[Position annotation data]
════════════════

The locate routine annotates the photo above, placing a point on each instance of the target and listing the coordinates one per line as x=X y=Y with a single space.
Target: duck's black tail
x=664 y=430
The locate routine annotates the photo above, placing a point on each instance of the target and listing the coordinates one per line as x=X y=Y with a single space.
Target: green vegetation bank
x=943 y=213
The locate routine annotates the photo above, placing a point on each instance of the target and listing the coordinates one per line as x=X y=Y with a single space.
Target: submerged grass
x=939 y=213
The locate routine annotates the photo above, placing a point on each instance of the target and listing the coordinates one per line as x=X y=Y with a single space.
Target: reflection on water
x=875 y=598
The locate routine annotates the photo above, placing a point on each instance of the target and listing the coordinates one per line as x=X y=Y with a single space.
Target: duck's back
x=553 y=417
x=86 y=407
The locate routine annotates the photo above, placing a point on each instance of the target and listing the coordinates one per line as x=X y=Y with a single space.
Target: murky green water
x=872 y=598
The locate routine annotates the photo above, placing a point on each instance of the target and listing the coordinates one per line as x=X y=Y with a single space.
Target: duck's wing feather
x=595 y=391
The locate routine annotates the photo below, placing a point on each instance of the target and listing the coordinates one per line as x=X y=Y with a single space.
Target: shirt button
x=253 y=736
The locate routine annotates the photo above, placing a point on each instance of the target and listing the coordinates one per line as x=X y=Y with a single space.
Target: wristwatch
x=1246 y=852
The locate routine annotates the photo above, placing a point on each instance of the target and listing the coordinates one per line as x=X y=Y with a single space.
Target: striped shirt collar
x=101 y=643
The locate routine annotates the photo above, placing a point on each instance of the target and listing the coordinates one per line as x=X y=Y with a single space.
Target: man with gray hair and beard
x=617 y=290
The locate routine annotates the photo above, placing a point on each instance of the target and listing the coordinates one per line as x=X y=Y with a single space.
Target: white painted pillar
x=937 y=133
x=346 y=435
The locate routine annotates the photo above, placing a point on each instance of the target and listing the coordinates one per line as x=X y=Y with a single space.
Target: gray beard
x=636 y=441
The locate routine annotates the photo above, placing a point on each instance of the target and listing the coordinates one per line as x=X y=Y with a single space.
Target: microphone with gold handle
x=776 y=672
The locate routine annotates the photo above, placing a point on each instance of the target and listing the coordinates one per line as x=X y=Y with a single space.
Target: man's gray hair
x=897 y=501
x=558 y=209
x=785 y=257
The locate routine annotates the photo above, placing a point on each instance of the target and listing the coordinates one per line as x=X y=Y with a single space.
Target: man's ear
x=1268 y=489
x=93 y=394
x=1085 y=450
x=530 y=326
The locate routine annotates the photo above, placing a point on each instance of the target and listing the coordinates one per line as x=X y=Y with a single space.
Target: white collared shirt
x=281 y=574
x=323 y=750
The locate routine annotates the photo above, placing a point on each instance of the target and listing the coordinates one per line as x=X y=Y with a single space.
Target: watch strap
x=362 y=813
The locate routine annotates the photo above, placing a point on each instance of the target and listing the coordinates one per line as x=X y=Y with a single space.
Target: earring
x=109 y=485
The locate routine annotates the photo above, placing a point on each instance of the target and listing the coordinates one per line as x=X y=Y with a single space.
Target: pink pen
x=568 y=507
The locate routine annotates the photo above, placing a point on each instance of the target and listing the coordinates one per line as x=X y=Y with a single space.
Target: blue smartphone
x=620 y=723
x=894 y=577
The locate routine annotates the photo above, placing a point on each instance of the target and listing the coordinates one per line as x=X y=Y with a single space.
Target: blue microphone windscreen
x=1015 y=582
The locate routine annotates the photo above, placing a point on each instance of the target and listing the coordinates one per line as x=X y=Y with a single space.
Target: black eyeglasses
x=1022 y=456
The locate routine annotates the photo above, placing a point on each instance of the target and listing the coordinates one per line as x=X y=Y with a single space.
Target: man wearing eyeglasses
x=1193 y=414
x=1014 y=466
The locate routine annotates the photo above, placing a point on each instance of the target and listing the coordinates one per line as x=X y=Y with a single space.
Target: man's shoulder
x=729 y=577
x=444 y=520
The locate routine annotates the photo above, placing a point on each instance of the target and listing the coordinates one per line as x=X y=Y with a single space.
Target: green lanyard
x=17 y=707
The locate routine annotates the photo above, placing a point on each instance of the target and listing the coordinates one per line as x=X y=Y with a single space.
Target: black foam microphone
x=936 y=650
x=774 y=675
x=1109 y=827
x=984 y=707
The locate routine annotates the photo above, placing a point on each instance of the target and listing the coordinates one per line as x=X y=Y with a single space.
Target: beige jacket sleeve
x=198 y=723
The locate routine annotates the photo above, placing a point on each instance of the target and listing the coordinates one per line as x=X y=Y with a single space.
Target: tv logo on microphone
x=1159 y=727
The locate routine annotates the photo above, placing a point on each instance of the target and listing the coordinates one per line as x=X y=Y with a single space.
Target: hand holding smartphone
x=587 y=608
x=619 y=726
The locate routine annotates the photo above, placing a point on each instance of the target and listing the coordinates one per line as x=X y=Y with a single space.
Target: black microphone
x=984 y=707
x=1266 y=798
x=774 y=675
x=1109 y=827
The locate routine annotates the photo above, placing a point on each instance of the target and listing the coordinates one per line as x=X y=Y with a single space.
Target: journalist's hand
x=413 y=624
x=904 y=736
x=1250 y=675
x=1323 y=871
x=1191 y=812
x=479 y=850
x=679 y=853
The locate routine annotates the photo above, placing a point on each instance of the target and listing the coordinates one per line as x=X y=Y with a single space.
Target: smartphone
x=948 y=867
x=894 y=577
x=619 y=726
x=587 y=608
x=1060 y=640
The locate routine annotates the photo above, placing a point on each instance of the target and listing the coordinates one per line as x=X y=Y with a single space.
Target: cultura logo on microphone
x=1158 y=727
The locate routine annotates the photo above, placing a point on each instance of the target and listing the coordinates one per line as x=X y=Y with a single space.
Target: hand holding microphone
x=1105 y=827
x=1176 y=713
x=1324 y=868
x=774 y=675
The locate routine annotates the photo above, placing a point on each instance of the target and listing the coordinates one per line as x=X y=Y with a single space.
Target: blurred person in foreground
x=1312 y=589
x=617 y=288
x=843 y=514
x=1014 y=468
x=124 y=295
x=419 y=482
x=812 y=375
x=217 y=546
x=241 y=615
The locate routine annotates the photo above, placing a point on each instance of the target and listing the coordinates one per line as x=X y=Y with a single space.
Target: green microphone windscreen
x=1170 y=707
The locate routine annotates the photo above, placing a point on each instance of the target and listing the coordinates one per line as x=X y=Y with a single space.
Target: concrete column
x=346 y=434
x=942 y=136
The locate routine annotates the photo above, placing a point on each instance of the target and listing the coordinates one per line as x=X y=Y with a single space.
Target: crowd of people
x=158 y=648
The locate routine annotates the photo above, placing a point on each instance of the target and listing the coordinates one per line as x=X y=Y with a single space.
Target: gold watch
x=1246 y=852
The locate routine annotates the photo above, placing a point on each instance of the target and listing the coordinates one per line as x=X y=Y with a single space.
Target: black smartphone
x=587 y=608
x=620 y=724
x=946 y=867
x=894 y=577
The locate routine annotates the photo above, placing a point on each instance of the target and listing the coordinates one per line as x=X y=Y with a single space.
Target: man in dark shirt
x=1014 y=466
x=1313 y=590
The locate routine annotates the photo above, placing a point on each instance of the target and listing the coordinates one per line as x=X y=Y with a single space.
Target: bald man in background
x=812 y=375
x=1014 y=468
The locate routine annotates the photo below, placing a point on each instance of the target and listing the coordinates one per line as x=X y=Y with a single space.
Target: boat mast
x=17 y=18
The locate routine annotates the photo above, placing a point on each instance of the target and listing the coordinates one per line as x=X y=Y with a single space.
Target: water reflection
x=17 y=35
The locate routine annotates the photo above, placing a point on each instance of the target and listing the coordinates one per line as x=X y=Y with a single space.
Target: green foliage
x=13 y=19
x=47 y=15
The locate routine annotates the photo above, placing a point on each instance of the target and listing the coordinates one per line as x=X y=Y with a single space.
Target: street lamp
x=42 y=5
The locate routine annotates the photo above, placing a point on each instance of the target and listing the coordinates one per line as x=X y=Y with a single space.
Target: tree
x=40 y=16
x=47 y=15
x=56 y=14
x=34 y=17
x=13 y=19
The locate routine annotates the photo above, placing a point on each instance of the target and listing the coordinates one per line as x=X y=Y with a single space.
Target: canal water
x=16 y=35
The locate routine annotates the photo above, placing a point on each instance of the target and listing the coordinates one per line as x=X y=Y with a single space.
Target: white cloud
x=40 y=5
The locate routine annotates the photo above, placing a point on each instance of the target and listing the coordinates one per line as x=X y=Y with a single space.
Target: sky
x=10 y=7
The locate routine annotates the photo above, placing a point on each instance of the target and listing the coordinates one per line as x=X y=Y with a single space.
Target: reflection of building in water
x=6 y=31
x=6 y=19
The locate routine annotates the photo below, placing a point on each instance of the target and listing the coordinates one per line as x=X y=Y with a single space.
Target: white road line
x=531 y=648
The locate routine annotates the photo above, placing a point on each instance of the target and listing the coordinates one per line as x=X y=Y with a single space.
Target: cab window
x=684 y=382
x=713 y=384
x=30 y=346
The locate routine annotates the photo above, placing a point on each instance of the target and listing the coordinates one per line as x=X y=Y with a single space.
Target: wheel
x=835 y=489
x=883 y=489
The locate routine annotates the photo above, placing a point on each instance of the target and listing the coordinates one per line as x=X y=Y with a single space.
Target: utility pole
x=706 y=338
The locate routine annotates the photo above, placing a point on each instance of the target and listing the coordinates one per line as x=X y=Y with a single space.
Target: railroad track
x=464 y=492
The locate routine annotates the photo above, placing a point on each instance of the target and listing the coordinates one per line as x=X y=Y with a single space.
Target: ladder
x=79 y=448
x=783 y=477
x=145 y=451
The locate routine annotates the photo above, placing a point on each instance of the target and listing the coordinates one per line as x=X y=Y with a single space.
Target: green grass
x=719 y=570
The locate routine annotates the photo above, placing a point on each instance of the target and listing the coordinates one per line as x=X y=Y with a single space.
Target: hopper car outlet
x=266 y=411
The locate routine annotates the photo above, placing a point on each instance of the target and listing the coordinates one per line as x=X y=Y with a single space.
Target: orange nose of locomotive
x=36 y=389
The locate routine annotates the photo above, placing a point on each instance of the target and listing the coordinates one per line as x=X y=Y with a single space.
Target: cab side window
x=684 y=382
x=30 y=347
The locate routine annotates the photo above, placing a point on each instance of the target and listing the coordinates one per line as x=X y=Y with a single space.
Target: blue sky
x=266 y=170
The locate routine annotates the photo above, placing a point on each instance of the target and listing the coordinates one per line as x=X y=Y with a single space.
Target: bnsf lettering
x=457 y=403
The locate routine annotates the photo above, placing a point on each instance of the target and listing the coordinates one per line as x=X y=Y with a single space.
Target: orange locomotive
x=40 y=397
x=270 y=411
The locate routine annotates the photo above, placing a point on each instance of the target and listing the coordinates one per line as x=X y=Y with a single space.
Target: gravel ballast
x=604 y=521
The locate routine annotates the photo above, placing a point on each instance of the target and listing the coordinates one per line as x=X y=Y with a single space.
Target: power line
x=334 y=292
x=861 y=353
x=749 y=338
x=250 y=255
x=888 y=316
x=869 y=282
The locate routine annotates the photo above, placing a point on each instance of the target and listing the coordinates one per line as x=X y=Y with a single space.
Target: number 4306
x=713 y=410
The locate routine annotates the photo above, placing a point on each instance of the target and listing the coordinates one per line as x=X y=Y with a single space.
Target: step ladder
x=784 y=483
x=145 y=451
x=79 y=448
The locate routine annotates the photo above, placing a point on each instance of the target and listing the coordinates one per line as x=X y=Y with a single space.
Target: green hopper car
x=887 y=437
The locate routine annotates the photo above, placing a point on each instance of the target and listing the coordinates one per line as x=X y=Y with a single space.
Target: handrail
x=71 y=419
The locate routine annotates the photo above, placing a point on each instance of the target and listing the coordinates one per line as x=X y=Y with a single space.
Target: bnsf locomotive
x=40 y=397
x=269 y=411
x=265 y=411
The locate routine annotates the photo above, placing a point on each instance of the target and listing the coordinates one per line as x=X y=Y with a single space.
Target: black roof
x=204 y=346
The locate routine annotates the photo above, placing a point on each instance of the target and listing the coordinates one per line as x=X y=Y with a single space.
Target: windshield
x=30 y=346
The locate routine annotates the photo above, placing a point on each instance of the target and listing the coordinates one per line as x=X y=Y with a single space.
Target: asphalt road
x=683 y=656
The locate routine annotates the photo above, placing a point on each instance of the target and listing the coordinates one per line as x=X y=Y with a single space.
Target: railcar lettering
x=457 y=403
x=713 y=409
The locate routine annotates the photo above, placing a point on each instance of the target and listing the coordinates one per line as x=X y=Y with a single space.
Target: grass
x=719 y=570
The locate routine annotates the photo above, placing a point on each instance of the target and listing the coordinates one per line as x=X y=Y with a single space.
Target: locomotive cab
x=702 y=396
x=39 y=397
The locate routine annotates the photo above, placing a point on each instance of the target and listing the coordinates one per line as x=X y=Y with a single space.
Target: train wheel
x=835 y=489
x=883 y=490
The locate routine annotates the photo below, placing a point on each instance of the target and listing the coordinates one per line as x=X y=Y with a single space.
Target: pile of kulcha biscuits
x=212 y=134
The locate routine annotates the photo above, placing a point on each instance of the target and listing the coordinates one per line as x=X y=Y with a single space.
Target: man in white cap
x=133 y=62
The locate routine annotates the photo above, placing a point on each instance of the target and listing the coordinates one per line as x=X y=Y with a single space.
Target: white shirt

════════════════

→ TO BE DONE:
Format the data as a Markdown table with the columns Row and Line, starting at the beginning of the data and ending at the line that contains "x=943 y=213". Give each line its own numbered row and leave out blank lines.

→ REPLY TO THE TASK:
| Row | Line |
|---|---|
| 1 | The locate routine annotates the photo above, placing a point on each instance of the target and listing the coordinates one per line as x=X y=Y with a single space. |
| 2 | Target: duck's black tail |
| 3 | x=664 y=430 |
| 4 | The locate routine annotates the photo above, placing a point on each instance of the target and listing the coordinates one per line as x=X y=Y with a single space. |
| 5 | Target: green vegetation bank |
| 6 | x=943 y=213 |